Put the part of the listing below that opens with the line containing "The component shall locate the white boat" and runs through the end of the listing into a JSON list of strings, one string per line, with blank lines left out. Include only these lines.

## Start

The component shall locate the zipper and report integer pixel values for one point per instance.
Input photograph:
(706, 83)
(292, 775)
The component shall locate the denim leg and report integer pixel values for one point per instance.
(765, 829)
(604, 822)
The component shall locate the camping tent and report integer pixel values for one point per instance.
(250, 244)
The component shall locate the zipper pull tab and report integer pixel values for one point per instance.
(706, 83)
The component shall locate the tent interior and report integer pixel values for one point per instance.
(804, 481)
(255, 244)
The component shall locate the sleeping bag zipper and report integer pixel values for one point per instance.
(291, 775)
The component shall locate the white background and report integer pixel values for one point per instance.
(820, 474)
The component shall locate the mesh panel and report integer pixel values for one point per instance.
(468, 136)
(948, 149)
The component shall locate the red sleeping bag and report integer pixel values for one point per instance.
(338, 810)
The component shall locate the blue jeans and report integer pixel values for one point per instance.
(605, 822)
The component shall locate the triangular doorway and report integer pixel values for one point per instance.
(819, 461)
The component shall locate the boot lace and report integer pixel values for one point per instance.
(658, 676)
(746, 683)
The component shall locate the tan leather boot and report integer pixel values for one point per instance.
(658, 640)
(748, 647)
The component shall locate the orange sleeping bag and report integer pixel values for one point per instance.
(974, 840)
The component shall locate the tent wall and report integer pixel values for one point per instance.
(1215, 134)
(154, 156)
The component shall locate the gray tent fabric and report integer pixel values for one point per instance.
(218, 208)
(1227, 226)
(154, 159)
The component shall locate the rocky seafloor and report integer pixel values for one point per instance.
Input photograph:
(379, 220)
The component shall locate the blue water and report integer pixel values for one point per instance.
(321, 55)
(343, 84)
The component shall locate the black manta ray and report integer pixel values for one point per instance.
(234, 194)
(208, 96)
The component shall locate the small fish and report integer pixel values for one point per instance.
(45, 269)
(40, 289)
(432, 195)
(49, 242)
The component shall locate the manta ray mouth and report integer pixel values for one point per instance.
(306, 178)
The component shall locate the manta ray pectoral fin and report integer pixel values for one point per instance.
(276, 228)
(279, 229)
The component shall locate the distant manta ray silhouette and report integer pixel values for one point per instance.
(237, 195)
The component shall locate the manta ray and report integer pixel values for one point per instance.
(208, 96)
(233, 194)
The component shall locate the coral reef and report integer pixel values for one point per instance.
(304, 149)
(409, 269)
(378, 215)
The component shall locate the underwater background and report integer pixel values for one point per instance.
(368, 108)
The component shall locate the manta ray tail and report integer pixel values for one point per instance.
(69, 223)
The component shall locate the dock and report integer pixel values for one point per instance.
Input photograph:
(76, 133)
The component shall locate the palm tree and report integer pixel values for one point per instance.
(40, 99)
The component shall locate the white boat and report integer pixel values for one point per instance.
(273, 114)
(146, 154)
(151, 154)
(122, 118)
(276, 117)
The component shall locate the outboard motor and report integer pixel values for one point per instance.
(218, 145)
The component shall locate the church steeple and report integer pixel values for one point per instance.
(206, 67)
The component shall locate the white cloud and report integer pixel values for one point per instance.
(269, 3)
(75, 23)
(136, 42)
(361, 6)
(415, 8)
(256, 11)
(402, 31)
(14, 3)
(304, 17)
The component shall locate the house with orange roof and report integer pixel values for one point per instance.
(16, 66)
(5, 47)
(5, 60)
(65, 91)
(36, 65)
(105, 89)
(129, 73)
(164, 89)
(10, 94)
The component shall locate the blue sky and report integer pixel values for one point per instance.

## End

## [RESPONSE TO THIS EXERCISE]
[
  "The component shall locate the white boat and report integer pixel values for one point per instance.",
  "(273, 114)",
  "(146, 154)",
  "(151, 154)",
  "(122, 118)",
  "(276, 117)",
  "The component shall locate the outboard motor and report integer pixel values for one point per instance.",
  "(218, 145)",
  "The component shall locate the church steeple and report integer pixel values for one point per instance.",
  "(206, 67)",
  "The component shall locate the white cloud and report integer pixel values for one point per instance.",
  "(269, 3)",
  "(75, 23)",
  "(136, 42)",
  "(361, 6)",
  "(415, 8)",
  "(256, 11)",
  "(402, 31)",
  "(14, 3)",
  "(304, 17)",
  "The component shall locate the house with orange roof and report integer pixel values for one point per instance.",
  "(16, 66)",
  "(5, 47)",
  "(5, 60)",
  "(65, 91)",
  "(36, 65)",
  "(105, 89)",
  "(129, 73)",
  "(164, 89)",
  "(10, 94)",
  "The component shall locate the blue sky and report integer pixel values for one point per instance."
]